── Document passage
Lunch was very tasty, Jonathan and I hobnobbed and watched several episodes of Death Note (which is another thing I am liking quite a lot), and bicycled to the Meadows for ice cream and working on our (mostly his) tabletop RPG and not liking the radio station much at all, after which we parted ways.

When I arrived home, Mum announced that she had just been informed that we got the house we wanted. I was so excited that I hugged her. I don't hug people very often. Now I can be legitimately excited about the deacon's bench and the laundry chute and the attic loft over the garage and the apple tree and the yellow-painted living room and the fireplace and the kitchen and my bedroom with four closets and funny little cupboards and being right in town. Right, and you lot were probably going, "did the Presbyterians not meet on Tuesday? this is Sunday, isn't it?" YES. YES IT IS. We have been waiting to hear something all week and it has been very agonising and also more than a little annoying. Church committees are far from my favourite things. (Actually, committees in general don't tend to make the top one hundred list.) We plan to move in over the weekend. (Frivolous: Mum said she would not call our hairdresser and set appointments for us girls to get our hair cut until we had a moving date. My hair has not been cut since I had it bobbed in December and I am not entirely thrilled with the way it has currently grown out. I want to get it cut and re-shaped. I also will not dye it until it is cut, and I have very exciting dyeing plans.)
────
── Data extract
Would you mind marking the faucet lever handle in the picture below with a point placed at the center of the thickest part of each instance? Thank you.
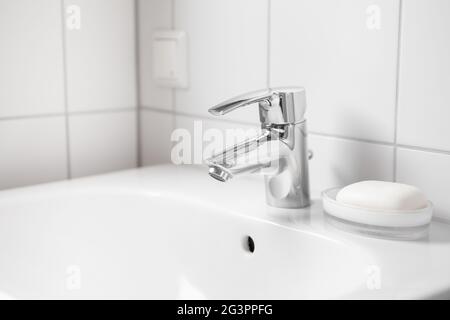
────
--- Jobs ---
A: In the diary entry about getting the house, how many closets does the writer's new bedroom have?
B: Pick up the diary entry about getting the house after its final sentence and keep writing it.

--- Responses for each task ---
A: Four.

B:
Other frivolous good thing: when I was hobnobbing with Jonathan yesterday, we stopped in at Goodwill, and I lost my heart to several items, even though I was trying not to look at very much of anything at all (although I ended up buying a fifty-cent record of Saint-Saens' Carnival of the Animals, despite my lack of record player). I mentioned these to Mum, and she sort of went out and bought them for me this afternoon when she happened to be at the supermarket next door. They are: one: a black double-breasted trenchoat, which is quite possibly the only thing I have wanted longer than these boots. (I see [livejournal.com profile] lady_moriel being jealous way over there in England, ha ha.) Two: a Firefly-tastic cotton dress, black with silver pinstripes and vivid Chinese flower patterns and beadwork. Three: very retro (but brand-new) bright orange heels, with wide ankle straps and buckles. I may have pictures soon, because, ♥. I didn't really even ask Mum to buy them for me, I just mentioned that I sort of wanted to go to Goodwill soon. 

And now I am going to do the dishes and watch SPN (FINALLY) and go to sleep, because I have a physical tomorrow afternoon, which I am looking forward to, for some odd reason. I don't know, I always half-consciously look forward to new experiences; at least they're interesting, if nothing else. That makes me sound awfully more of an optimist than I've ever considered myself: it is probably misleading.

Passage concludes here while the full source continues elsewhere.